Quoted text:
++++++++++

[lbo-talk] U.S. in Israel's corner

Carrol Cox cbcox at ilstu.edu
Tue Jun 1 16:38:09 PDT 2010


This started as a quick response, mostly in agreement with Doug's point, but developed into a somewhat wandering speculation on the explanatory limits of "imperialism," and the need to replace it

Doug Henwood wrote:
>
> On Jun 1, 2010, at 4:29 PM, socialismorbarbarism wrote:
>
> > Sure, but again, Israel is just following the US lead--doesn't the
> > occupation of Iraq fit this term to a 't'?
>
> Gaza's population is penned in and defenseless. The Iraqi population
> has proved a tougher nut to crack, don't you think?
>

I would roughly agree -- but Gaza itself hasn't 'cracked' yet. It has a higher population density than Manhattan! How would Manhattan stand up to the pressure which has been on Gaza?

My earlier posts on this were pretty clumsy, but I think the core idea should be taken s eriously: that Israel with tacit consent from the U.S. has been aiming for many decades at the "final solution" of the Palestinian 'problem' by the forced flight of the Palestinian population. What, really, is to stop this slow death of a people?

++++++++++

Requirement 1: In the mailing list post, what does Gaza have a higher population density than?
Requirement 2: Repeat the passage of the mailing list post that begins at the words "My earlier posts" and stops after "of a people?".

Supplied data:
++++++++++

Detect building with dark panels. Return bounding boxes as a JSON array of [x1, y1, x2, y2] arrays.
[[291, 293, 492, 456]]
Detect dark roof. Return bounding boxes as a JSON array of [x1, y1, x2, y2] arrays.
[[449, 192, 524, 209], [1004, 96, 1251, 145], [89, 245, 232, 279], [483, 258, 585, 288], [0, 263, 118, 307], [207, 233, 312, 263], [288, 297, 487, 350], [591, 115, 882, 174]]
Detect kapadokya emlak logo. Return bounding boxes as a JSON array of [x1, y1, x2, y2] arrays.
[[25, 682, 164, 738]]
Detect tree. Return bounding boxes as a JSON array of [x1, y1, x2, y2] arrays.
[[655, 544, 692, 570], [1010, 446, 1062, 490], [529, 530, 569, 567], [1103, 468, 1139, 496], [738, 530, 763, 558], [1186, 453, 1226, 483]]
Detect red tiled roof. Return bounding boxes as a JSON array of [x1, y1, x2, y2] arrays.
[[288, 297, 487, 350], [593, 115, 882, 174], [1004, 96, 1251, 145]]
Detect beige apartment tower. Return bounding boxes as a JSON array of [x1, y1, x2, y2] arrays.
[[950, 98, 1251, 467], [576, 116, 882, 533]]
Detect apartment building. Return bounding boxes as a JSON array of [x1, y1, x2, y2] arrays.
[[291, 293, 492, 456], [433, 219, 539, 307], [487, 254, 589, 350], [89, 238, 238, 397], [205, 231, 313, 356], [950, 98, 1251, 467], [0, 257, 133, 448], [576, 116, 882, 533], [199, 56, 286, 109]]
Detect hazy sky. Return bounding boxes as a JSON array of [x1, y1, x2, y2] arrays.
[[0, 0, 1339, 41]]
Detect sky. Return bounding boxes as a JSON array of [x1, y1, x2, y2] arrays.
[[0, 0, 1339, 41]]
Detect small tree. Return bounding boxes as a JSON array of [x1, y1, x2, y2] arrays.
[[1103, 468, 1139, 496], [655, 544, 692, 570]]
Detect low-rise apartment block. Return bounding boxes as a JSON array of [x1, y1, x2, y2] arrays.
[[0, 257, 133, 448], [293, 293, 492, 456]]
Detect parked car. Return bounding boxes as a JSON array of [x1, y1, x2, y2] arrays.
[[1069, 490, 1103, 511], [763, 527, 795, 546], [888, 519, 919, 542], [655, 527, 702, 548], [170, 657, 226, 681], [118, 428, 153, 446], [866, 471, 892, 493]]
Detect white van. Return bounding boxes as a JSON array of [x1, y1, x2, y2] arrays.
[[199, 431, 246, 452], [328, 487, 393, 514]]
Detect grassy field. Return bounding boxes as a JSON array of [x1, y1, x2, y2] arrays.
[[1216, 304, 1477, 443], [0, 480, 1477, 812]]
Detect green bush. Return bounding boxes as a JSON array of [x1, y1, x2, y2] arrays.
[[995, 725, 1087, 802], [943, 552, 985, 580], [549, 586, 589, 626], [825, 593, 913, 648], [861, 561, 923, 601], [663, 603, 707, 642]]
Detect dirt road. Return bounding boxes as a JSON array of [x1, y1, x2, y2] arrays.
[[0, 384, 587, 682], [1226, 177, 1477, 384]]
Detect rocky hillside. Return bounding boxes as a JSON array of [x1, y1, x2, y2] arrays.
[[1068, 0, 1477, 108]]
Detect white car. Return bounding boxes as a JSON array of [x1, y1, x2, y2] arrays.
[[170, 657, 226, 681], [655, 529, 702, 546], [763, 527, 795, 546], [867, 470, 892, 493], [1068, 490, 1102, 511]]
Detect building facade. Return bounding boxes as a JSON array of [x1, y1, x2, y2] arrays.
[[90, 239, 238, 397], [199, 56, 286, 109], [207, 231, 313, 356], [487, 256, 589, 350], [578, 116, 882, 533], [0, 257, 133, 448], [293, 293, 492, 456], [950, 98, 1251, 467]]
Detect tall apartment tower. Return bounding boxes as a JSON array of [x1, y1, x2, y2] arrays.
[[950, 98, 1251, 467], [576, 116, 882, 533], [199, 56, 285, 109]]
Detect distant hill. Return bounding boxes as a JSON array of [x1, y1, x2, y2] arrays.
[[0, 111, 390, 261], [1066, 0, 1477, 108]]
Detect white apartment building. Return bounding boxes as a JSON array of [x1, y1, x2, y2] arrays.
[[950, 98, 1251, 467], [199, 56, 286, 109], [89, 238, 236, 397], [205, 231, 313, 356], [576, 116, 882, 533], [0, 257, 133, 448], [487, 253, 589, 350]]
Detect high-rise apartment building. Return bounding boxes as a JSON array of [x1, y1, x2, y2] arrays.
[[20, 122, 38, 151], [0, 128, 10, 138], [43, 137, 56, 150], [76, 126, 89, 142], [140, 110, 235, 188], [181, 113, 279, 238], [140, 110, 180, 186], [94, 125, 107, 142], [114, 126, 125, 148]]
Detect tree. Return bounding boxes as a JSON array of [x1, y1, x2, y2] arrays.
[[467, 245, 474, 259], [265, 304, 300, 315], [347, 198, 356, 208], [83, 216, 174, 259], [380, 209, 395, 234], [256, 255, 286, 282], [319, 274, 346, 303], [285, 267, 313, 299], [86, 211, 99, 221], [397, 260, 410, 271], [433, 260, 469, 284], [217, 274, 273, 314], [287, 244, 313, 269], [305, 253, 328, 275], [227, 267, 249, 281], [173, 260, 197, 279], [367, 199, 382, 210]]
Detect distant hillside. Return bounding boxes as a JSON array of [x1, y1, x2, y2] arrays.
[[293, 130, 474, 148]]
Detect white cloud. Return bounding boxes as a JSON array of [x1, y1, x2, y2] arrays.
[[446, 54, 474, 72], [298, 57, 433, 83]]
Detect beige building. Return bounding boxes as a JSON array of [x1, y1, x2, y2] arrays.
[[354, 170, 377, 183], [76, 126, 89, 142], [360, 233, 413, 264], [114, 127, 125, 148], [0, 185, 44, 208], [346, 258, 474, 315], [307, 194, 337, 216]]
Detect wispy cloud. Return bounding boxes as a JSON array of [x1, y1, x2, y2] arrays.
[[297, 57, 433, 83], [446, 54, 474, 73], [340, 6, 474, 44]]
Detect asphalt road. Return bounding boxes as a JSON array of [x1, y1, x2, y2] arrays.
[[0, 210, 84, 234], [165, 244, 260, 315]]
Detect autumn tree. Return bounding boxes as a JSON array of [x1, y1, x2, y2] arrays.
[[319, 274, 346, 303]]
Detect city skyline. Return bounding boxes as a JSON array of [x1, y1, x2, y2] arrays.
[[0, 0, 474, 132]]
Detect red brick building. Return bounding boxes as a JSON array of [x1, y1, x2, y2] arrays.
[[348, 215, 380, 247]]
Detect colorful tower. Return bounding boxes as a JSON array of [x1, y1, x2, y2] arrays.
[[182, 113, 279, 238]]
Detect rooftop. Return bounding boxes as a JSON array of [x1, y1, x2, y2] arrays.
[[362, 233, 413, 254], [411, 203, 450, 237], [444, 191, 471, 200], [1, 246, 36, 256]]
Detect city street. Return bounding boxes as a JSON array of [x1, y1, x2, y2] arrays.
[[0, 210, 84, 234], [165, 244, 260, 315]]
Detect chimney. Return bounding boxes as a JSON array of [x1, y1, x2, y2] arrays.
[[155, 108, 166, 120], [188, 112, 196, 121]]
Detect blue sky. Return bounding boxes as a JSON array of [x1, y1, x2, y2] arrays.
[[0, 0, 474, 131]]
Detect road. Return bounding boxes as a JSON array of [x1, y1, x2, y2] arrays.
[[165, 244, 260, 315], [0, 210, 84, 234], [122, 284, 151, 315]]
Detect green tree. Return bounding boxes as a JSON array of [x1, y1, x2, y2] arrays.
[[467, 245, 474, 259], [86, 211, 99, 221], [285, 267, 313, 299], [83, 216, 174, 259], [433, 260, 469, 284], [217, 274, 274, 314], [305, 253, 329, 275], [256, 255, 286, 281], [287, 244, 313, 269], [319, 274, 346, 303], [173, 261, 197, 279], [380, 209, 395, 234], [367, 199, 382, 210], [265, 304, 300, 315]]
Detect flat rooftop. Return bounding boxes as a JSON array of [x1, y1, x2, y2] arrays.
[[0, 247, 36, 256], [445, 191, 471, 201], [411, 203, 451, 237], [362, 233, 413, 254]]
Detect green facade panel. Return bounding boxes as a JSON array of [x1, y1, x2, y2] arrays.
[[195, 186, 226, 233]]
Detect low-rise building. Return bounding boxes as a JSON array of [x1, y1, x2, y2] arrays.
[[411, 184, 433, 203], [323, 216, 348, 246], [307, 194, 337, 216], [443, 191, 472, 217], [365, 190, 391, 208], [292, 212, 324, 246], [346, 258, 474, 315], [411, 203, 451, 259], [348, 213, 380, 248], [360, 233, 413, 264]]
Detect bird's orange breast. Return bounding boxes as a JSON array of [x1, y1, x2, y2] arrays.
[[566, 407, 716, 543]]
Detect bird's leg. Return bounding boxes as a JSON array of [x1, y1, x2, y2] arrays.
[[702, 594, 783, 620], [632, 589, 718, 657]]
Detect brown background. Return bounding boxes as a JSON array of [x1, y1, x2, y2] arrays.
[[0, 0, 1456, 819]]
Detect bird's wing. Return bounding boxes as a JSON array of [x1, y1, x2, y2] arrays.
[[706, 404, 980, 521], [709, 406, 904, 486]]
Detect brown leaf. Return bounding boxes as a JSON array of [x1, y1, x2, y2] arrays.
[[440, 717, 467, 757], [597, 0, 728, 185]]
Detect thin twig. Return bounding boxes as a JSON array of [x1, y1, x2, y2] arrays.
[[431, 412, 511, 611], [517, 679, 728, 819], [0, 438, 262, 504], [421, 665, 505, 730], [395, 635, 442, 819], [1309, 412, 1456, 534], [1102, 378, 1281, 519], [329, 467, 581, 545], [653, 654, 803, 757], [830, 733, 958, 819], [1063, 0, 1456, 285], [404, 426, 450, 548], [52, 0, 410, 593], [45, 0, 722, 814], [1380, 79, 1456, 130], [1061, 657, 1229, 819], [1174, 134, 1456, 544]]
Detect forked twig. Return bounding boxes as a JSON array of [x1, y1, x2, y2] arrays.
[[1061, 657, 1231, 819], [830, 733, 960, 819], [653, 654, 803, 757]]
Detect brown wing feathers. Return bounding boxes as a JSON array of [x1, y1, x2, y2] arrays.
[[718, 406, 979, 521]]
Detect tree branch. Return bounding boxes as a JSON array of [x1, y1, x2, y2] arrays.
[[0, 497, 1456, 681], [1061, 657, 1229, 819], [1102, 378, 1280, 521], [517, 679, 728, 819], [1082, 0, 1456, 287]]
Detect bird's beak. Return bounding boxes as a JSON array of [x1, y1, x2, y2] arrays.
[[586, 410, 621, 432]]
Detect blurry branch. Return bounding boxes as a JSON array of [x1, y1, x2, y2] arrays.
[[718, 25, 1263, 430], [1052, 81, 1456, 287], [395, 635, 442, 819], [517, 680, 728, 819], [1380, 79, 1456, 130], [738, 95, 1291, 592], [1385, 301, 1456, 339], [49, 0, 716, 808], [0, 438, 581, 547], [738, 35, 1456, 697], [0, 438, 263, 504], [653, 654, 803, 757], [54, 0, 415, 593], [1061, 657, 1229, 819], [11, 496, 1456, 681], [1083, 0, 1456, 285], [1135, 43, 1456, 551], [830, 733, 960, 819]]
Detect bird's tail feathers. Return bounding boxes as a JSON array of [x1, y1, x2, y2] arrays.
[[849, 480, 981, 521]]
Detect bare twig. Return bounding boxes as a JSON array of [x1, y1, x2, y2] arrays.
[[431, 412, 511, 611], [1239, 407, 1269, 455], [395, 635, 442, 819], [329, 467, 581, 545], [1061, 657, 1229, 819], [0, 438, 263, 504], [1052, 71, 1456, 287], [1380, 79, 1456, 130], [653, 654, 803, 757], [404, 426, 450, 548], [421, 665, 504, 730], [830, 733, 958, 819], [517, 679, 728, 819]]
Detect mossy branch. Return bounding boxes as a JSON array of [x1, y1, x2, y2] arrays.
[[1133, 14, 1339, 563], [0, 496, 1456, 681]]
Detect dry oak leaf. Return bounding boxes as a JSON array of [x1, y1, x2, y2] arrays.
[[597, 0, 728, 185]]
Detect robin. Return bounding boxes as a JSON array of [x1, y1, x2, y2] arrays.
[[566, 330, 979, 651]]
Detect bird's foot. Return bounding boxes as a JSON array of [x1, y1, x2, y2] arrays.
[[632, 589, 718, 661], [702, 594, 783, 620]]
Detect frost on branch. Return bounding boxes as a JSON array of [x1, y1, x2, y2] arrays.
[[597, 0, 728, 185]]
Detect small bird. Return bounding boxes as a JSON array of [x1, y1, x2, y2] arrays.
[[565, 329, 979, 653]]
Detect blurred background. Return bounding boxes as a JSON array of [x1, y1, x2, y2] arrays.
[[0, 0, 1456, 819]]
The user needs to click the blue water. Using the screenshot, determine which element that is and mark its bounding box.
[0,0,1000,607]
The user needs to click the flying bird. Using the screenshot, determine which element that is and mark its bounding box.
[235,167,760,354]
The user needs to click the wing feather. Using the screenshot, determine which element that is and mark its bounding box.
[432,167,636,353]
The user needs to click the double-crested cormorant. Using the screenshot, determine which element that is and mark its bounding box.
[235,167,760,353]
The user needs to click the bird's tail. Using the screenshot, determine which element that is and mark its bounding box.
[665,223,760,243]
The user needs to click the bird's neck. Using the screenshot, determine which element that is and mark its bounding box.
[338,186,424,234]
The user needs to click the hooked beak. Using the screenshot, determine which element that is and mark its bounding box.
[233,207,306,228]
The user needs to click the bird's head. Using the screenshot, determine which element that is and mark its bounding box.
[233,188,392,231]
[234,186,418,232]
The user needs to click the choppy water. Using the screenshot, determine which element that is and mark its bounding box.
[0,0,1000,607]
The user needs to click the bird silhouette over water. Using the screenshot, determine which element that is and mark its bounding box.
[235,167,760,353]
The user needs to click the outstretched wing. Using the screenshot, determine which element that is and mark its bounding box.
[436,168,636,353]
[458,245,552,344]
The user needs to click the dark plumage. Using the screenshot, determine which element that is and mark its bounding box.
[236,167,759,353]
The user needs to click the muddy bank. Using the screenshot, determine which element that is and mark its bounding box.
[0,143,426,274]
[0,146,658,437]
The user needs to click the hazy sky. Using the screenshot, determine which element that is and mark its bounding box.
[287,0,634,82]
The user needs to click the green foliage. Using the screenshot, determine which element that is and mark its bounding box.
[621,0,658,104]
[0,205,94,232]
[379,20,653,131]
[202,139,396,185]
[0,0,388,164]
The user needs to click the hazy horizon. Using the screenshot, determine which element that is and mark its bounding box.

++++++++++

Exercise solution 1: Manhattan

Exercise solution 2:
My earlier posts on this were pretty clumsy, but I think the core idea should be taken s eriously: that Israel with tacit consent from the U.S. has been aiming for many decades at the "final solution" of the Palestinian 'problem' by the forced flight of the Palestinian population. What, really, is to stop this slow death of a people?